» Excerto do texto:
-------------------------

Actualmente, a relação entre Lisboa e Porto já não é a mesma e a prova disso, é a presença regular de DJs tais como o Tiago Carvalho na nossa cidade. Penso que num país tão pequeno e onde durante tantos anos fomos somente um par de DJs que dava corpo ao “underground”, que a falta de circulação e a obsessão de querer fazer tudo nos centros (Lisboa-Porto-Algarve), sempre provocou-me uma enorme perplexidade (como se o regionalismo português fosse de tal modo profundo que mesmo na cultura encontramos este estigma tão presente).
Contudo, o norte do país organizava festivais de música (tal como é o caso do Neopop), formava colectivos e festas (poderia citar inúmeras, mas pelo carácter disruptivo relembro a Ácida) e nutria ainda um projecto de rádio e associação cultural sem fins lucrativos como é o caso da Alínea A (mesmo antes da Quântica).
É certo que esta introdução pouco diz do nosso convidado, mas tenta mapear um território (por vezes secundarizado) da cultura musical e a importância vital que este panorama teve na restante cena underground portuguesa (para não falar, de outros géneros musicais, como o hip-hop ou o soul, onde figuras como o Pedro Tenreiro foram absolutamente essenciais). Além de que o Tiago Carvalho, a norte, já somou inúmeras conquistas, tendo tocado em diferentes clubes como o Indústria ou o Central ou ainda em festivais como o Elétrico ou o Neopop. Mas o Tiago Carvalho não é só um DJ do Porto, é também um elo entre o Porto e Lisboa, não só por ser uma presença regular na cabine do Ministerium, Harbour ou do Lux, como é exemplo de que é possível estabelecer um diálogo, uma amizade, uma cumplicidade musical além dos regionalismos.
A par com o Tiago Marques, formaram os Space Riders, um projecto de djing e uma editora, onde ambos os Tiagos procuram encontrar afinidades e afirmar as suas idiossincrasias. Até porque, o Tiago Carvalho tem uma linguagem musical muito própria, mais celebratória, luminosa, imbuída no espírito do house underground e do tech-house, onde podemos encontrar certas afinidades com o Francesco del Garda e outros que tais. É certo que ambos os Tiagos procuram o lado mais escuro da música electrónica – e exemplo disso, é o último set do Tiago Carvalho para a Alínea A – porém, mesmo nos temas de techno mais sombrios, há sempre elementos de voz, pontos de luz, que dão uma outra coloração ao set e à linguagem do Tiago Carvalho. É por isso um prazer receber de novo o Tiago Carvalho na nossa cabine, mostrando que a missão do Harbour é ser palco para todo o país que luta pela música e cultura underground portuguesa.

-------------------------

» Tarefa A: Transcreva, por favor, o trecho do texto sobre o DJ Tiago Carvalho que vai de "Contudo, o norte" a "antes da Quântica).".

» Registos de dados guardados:
-------------------------

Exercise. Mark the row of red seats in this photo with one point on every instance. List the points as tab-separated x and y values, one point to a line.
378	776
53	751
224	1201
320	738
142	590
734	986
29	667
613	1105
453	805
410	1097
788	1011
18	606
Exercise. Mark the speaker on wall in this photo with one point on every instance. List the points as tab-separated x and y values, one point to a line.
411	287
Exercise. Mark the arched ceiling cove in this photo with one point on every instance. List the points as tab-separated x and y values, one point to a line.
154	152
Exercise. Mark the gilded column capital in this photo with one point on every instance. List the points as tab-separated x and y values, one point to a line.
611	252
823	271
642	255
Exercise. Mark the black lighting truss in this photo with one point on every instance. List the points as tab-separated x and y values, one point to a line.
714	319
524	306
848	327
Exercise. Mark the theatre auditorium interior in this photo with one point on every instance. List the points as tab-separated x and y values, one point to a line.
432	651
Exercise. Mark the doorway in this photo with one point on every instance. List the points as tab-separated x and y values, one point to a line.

-------------------------

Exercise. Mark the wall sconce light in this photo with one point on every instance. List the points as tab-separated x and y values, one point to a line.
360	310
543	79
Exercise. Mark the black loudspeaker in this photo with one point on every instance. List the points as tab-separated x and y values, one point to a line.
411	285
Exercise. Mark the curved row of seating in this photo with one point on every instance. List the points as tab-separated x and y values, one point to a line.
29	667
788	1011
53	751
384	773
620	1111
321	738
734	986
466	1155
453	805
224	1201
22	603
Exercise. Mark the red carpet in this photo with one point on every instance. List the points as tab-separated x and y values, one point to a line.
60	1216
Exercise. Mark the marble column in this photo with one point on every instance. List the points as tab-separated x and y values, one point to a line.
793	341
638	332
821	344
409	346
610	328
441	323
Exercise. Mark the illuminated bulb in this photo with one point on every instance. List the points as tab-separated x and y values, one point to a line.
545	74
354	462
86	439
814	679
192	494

-------------------------

» Tarefa B: Reúna todas as linhas dos registos que contêm a palavra "wall", tendo em conta a diferença entre maiúsculas e minúsculas.

» Resultado A:
Contudo, o norte do país organizava festivais de música (tal como é o caso do Neopop), formava colectivos e festas (poderia citar inúmeras, mas pelo carácter disruptivo relembro a Ácida) e nutria ainda um projecto de rádio e associação cultural sem fins lucrativos como é o caso da Alínea A (mesmo antes da Quântica).

» Resultado B:
Exercise. Mark the speaker on wall in this photo with one point on every instance. List the points as tab-separated x and y values, one point to a line.
Exercise. Mark the wall sconce light in this photo with one point on every instance. List the points as tab-separated x and y values, one point to a line.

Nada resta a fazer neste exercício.